[Labeled-object pointing entries]

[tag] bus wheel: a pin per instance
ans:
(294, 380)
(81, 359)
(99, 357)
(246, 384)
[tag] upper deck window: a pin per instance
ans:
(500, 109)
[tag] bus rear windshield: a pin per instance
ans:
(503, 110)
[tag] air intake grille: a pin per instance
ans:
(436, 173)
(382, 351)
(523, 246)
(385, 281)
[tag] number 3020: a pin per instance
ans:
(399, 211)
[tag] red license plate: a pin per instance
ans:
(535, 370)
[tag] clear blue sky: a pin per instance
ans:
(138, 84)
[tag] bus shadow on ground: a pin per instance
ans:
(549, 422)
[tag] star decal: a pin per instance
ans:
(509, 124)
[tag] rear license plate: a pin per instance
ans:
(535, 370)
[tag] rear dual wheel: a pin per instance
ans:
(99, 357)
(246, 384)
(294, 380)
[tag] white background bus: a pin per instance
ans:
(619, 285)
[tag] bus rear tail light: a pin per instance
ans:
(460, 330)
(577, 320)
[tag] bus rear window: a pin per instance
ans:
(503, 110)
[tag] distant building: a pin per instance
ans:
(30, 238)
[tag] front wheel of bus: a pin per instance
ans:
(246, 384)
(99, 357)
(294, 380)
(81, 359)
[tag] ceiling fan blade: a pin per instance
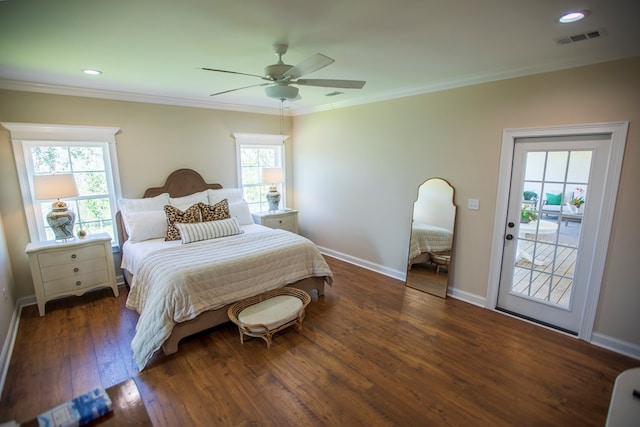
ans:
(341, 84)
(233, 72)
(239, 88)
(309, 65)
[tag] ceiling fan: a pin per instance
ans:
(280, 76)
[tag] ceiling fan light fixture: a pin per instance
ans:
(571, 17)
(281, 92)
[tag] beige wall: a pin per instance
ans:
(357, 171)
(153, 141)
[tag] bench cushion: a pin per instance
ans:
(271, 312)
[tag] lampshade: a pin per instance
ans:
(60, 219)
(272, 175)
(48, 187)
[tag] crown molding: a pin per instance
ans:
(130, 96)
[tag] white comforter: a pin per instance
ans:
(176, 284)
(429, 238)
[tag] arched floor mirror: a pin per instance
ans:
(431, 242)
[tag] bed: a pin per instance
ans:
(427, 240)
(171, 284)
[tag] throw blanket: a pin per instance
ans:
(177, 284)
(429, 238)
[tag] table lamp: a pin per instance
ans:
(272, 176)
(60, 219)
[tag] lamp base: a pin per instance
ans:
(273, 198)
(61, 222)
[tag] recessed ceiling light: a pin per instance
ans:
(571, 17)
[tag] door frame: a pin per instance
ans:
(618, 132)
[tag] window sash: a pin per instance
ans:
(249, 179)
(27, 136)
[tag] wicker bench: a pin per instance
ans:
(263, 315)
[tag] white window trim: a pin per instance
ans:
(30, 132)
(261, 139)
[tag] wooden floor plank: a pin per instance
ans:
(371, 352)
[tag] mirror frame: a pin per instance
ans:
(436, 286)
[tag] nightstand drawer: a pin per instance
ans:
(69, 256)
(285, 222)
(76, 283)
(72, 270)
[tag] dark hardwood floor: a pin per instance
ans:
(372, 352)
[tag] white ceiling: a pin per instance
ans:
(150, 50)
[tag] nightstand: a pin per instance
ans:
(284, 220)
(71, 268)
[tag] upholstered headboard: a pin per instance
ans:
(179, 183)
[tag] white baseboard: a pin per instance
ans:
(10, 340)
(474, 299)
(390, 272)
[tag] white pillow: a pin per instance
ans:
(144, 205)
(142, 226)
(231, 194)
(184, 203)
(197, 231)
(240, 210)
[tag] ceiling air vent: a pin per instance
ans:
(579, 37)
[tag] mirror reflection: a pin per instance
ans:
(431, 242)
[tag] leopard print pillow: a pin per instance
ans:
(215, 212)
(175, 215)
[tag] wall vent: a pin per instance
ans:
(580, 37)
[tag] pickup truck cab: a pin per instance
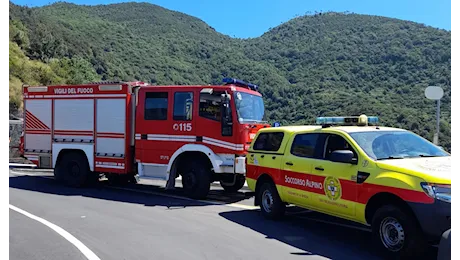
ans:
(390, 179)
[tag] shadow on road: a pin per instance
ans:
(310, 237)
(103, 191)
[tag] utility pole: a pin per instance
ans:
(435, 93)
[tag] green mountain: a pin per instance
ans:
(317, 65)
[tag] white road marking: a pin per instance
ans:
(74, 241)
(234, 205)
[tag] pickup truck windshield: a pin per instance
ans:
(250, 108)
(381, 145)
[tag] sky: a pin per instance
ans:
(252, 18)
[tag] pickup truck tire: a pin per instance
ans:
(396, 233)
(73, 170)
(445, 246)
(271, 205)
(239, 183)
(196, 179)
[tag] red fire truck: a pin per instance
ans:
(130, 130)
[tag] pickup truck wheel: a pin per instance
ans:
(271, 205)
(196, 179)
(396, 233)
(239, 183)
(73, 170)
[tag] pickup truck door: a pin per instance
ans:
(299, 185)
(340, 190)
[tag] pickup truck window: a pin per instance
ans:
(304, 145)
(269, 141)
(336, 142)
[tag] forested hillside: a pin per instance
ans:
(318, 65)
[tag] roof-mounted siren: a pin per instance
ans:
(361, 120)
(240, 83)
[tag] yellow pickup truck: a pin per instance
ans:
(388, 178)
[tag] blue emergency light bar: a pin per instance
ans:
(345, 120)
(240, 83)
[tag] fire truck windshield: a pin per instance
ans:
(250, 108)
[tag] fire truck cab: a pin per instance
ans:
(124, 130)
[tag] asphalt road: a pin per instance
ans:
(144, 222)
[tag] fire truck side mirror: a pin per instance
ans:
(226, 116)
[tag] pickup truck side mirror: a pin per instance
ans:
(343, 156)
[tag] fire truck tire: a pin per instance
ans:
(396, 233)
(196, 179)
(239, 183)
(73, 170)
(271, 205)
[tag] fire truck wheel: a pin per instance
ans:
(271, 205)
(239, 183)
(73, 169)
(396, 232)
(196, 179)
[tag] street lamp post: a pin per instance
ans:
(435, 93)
==
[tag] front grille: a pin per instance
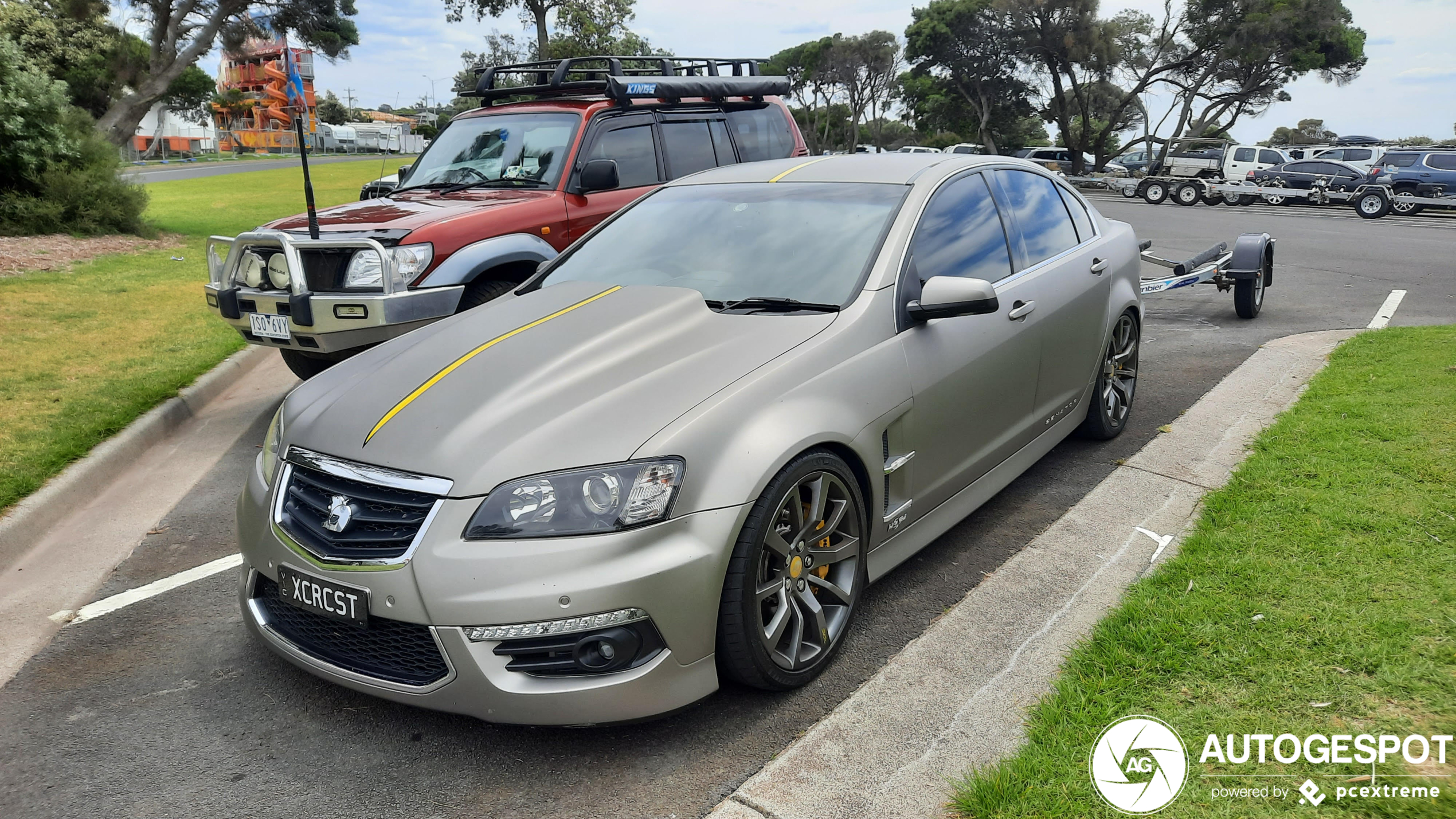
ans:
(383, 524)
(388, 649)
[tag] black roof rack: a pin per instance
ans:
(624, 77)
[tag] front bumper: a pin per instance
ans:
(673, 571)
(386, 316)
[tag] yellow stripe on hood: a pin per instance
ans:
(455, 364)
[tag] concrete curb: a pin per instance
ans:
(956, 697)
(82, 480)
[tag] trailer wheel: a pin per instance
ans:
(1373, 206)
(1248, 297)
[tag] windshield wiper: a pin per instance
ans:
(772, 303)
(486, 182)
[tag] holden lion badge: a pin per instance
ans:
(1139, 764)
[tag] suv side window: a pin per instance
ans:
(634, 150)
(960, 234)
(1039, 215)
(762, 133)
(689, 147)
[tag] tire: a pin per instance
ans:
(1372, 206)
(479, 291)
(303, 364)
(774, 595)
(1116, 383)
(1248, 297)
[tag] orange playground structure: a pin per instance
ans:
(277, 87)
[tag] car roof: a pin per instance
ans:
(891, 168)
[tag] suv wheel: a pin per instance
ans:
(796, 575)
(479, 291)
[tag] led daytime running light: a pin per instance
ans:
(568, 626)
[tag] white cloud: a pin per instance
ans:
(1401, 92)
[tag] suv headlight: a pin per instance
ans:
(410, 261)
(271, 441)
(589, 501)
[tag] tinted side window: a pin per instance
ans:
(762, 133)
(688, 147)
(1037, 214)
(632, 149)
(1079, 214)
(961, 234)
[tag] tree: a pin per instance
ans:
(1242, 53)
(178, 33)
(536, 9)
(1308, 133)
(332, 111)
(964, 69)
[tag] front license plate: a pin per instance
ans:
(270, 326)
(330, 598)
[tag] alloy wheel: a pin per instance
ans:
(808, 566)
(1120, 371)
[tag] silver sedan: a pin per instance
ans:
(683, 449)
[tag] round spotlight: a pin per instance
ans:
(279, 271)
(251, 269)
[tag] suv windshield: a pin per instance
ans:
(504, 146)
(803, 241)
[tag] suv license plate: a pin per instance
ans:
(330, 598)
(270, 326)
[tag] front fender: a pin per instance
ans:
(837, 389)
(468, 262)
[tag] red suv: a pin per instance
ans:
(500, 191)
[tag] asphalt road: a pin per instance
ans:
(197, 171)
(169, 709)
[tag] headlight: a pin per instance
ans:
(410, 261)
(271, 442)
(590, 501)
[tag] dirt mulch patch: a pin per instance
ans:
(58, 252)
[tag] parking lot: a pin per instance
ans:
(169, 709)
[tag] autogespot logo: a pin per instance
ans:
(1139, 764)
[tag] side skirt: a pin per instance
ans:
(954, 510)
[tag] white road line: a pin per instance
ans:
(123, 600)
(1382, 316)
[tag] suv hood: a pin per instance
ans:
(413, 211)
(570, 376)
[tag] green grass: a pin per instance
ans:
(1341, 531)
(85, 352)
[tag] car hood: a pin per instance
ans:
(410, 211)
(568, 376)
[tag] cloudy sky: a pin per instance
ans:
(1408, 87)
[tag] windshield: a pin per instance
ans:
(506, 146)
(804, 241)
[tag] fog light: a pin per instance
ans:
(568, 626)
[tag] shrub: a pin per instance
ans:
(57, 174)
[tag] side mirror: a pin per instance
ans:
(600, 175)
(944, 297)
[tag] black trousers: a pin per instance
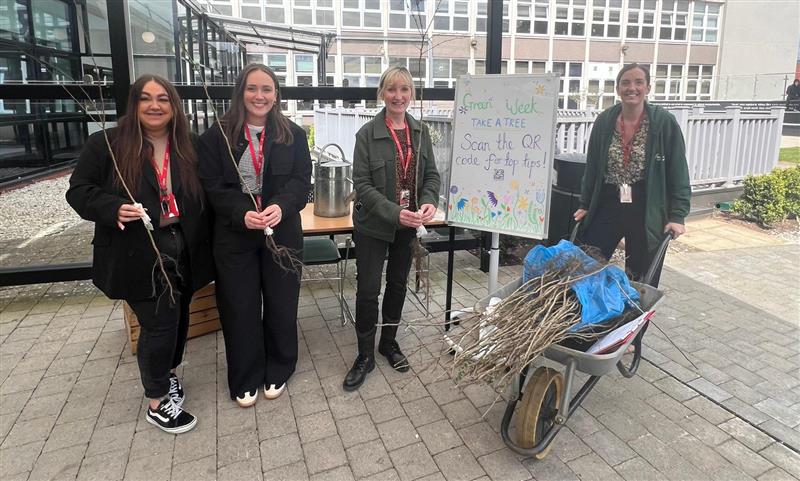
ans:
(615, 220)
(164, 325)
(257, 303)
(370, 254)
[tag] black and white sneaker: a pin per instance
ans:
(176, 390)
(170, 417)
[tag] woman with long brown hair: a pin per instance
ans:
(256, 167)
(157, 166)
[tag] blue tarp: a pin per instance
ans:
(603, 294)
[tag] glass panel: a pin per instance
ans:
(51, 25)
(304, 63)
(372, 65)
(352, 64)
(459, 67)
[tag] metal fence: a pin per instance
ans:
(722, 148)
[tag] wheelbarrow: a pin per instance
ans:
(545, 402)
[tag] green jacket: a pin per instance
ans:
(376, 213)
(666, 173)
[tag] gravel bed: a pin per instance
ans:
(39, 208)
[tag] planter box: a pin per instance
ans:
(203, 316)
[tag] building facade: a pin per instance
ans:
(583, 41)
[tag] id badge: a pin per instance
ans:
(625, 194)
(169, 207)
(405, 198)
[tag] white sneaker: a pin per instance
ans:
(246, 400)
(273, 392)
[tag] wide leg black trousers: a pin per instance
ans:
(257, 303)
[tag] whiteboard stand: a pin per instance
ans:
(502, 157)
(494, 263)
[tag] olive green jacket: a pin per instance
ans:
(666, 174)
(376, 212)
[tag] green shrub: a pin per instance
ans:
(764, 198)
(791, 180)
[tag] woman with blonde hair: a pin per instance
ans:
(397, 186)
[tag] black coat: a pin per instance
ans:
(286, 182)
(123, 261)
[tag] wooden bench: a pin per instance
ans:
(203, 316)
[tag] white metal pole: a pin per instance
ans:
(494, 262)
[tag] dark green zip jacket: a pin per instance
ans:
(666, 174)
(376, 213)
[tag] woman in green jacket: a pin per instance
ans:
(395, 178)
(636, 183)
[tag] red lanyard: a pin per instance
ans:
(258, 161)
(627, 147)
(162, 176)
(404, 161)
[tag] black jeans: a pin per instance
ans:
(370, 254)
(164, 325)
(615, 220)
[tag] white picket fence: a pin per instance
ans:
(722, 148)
--
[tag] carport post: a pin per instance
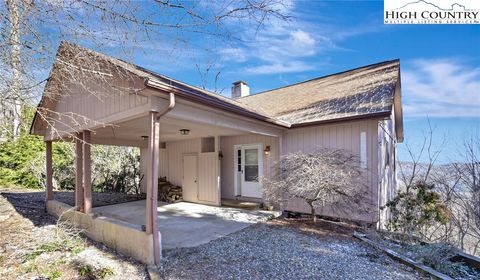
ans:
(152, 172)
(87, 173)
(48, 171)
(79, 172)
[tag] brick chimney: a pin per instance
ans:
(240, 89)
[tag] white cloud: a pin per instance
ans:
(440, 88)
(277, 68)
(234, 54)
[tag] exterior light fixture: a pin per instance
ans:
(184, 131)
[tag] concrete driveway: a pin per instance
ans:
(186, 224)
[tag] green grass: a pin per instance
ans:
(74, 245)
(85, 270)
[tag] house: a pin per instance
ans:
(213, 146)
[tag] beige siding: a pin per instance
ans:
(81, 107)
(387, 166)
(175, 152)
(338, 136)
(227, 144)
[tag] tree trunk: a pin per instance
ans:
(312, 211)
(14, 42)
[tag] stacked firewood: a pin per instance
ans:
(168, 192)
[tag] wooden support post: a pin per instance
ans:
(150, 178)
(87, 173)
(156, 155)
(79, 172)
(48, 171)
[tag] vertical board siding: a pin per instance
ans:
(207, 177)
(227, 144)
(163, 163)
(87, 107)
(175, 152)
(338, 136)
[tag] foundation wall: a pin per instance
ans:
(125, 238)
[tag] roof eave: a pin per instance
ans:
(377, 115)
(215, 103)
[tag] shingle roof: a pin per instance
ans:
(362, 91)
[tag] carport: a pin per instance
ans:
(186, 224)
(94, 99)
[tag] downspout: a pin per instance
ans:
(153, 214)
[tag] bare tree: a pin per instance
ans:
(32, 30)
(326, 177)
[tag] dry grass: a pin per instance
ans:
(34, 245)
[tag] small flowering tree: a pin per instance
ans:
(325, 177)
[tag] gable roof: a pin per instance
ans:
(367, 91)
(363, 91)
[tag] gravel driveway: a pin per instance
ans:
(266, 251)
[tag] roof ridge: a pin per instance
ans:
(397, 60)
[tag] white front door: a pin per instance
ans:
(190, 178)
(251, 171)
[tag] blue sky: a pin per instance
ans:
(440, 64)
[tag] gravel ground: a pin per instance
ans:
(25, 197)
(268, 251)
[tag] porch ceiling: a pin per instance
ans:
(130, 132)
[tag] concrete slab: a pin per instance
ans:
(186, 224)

## Goal
Count the lines in the entries above that contain the word "with". Give only the number.

## Response to the task
2